● The data
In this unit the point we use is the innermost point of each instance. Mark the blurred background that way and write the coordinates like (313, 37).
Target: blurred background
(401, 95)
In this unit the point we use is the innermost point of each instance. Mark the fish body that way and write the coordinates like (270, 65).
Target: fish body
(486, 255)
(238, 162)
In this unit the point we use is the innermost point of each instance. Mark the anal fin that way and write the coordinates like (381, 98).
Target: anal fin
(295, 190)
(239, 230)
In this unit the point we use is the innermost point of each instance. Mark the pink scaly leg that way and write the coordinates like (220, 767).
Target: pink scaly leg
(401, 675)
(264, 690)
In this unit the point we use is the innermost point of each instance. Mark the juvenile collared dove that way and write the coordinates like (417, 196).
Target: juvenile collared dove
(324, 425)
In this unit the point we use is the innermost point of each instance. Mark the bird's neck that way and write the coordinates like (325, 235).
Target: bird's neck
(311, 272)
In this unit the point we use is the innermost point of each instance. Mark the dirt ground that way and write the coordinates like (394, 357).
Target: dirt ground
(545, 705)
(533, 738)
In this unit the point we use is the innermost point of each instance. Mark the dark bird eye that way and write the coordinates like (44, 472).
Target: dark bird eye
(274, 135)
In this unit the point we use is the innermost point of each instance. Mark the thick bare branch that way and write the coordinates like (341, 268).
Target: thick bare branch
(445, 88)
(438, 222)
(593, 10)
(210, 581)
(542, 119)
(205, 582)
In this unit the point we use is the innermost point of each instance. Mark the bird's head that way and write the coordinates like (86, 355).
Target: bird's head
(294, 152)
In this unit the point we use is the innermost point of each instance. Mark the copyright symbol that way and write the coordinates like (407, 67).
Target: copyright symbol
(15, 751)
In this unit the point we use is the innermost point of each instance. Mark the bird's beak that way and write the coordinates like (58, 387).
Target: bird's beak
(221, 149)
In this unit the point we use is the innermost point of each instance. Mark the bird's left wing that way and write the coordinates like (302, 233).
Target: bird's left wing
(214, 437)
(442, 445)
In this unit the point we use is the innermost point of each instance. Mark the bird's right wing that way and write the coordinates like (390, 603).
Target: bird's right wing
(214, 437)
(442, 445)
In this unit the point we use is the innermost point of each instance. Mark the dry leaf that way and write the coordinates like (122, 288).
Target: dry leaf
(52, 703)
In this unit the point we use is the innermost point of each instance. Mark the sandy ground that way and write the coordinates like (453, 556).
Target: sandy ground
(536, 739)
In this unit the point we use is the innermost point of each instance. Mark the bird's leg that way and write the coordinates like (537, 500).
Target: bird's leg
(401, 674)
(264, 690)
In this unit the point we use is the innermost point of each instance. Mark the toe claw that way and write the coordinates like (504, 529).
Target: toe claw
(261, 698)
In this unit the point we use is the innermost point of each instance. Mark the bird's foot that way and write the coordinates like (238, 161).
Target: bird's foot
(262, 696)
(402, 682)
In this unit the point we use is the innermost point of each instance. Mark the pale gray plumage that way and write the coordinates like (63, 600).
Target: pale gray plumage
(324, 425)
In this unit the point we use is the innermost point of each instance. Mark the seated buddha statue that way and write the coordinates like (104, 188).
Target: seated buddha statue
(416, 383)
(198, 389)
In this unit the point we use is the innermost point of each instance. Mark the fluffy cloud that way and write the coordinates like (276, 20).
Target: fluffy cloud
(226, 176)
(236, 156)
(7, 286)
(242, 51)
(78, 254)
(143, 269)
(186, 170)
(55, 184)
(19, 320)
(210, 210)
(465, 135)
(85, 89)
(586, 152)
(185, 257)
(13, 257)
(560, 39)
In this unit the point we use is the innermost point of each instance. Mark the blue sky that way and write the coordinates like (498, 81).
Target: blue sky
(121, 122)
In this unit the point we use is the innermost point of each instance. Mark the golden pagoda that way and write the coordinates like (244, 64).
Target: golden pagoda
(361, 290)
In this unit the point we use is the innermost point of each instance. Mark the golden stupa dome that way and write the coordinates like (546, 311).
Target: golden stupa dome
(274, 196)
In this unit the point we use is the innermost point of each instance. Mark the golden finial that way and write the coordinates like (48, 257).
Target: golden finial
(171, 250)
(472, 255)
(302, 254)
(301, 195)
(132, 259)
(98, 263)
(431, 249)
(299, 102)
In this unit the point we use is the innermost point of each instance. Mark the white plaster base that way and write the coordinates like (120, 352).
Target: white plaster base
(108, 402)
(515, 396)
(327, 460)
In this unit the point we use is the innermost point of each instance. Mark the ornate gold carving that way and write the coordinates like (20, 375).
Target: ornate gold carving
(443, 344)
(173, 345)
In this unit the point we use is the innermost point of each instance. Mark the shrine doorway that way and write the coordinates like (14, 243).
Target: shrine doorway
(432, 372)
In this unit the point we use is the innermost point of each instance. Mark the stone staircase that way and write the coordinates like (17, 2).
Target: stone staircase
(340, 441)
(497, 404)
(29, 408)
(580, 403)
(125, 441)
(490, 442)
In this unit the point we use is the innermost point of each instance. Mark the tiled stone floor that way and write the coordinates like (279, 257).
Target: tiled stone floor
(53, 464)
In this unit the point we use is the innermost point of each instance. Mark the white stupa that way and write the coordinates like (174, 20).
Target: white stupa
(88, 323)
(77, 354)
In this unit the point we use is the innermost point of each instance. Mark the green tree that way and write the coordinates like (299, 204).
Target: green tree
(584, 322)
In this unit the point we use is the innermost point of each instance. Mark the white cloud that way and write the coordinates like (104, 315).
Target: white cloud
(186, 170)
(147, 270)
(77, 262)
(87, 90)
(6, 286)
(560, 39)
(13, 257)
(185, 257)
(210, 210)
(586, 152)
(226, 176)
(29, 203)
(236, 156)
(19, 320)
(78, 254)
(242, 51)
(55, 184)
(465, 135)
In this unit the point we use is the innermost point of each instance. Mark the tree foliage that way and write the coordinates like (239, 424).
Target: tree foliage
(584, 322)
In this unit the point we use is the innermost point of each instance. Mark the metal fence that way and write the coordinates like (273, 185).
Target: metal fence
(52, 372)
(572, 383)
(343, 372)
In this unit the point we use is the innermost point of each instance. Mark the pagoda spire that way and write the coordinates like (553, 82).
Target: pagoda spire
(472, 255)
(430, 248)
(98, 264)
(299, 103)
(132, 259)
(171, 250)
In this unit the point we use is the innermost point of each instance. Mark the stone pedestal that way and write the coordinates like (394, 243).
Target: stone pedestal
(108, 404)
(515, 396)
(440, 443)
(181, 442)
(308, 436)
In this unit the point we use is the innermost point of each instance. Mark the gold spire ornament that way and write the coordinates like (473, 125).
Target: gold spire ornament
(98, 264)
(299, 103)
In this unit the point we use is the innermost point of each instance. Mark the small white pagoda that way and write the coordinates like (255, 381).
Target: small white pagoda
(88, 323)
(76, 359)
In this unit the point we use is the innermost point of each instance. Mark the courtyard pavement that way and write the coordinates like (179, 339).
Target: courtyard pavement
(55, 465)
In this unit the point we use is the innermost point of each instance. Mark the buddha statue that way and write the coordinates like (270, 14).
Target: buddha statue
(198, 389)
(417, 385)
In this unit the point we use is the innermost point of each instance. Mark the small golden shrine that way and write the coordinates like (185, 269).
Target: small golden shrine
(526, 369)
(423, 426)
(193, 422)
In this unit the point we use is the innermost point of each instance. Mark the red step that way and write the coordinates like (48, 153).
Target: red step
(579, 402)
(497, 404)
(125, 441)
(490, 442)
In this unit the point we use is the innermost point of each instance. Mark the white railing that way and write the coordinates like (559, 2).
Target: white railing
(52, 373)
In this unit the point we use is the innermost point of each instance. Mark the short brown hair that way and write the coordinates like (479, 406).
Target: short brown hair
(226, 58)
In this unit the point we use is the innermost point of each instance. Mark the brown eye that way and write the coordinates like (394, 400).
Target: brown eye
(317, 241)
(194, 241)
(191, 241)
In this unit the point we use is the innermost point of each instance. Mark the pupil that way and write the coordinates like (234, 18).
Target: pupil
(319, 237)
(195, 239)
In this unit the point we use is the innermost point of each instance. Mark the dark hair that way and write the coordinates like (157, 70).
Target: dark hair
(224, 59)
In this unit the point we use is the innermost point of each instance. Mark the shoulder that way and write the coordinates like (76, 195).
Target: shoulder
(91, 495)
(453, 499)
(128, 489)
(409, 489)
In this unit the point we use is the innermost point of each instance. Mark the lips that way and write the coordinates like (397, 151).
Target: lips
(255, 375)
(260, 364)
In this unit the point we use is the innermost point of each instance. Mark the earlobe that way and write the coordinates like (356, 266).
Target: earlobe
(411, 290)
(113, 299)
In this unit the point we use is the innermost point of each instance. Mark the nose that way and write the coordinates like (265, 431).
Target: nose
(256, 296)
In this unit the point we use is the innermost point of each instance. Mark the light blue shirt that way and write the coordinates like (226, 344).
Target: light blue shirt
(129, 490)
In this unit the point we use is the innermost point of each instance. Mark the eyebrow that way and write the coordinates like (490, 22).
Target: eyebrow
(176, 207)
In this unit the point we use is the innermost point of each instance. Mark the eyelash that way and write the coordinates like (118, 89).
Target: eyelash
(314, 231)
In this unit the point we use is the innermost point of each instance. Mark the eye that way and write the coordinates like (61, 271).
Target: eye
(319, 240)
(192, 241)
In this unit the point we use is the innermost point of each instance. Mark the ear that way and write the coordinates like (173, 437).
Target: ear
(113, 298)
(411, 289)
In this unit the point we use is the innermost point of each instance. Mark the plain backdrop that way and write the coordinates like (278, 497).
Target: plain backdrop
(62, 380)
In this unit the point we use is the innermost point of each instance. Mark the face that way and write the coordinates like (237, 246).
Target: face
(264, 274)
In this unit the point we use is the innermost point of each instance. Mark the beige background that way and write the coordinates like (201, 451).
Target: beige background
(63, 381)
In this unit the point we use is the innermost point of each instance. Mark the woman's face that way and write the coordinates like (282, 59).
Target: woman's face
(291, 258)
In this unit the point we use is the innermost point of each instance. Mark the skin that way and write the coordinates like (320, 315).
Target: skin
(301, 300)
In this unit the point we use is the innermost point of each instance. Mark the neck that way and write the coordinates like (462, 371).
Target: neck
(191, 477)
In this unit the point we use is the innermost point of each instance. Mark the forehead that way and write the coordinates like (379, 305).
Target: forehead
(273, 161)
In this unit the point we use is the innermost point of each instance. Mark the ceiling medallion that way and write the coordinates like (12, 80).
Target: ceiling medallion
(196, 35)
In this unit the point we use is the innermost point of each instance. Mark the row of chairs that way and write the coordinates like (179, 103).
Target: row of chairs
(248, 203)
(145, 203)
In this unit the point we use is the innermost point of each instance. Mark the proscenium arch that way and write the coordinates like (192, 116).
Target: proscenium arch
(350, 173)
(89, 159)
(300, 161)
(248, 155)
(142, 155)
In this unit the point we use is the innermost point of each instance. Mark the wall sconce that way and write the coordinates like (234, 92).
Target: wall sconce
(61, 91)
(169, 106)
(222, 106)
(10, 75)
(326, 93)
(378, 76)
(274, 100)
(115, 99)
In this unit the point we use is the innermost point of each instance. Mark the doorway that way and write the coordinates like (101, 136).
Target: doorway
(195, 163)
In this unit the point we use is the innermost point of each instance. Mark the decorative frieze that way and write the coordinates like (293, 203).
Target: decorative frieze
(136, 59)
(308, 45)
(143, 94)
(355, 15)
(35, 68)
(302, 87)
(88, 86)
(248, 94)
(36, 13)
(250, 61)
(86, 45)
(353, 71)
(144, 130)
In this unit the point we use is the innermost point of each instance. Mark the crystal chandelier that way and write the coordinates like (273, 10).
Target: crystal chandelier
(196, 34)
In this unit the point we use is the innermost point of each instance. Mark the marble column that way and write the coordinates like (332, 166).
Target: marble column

● Work item
From the first line of the listing above through the line that contains "like (407, 67).", set down each line without alteration, and nothing else.

● Response below
In this unit the point we use is the innermost point of each instance. Mark the blurred background that way and write the coordinates like (313, 37).
Target: blurred background
(401, 95)
In this unit the point we use is the innermost point of each instance. Mark the fish body that way and write the coordinates like (270, 65).
Target: fish body
(486, 255)
(238, 162)
In this unit the point we use is the innermost point of each instance. Mark the anal fin that way and write the coordinates like (381, 98).
Target: anal fin
(295, 190)
(239, 230)
In this unit the point we use is the innermost point of each instance. Mark the pink scaly leg that way and write the coordinates like (220, 767).
Target: pink scaly leg
(401, 675)
(264, 690)
In this unit the point we use is the innermost point of each instance. Mark the juvenile collared dove that way and write the coordinates like (417, 196).
Target: juvenile collared dove
(324, 425)
In this unit the point we use is the innermost point of each instance. Mark the bird's neck that way and write the coordinates like (325, 235).
Target: bird's neck
(311, 272)
In this unit the point we use is the innermost point of each instance. Mark the dirt ground that way and write the coordinates like (394, 357).
Target: dirt ground
(545, 705)
(533, 738)
In this unit the point we use is the innermost point of each instance. Mark the dark bird eye that way and write the coordinates like (44, 472).
Target: dark bird eye
(274, 135)
In this unit the point we use is the innermost point of each instance. Mark the thick bare branch that way and write the coordinates like (341, 268).
Target: thick bare branch
(445, 88)
(438, 222)
(593, 10)
(210, 581)
(542, 119)
(205, 582)
In this unit the point we use is the innermost point of each instance. Mark the bird's head that way and write the coordinates like (86, 355).
Target: bird's head
(294, 152)
In this unit the point we use is the innermost point of each instance. Mark the copyright symbol that way and write the coordinates like (407, 67).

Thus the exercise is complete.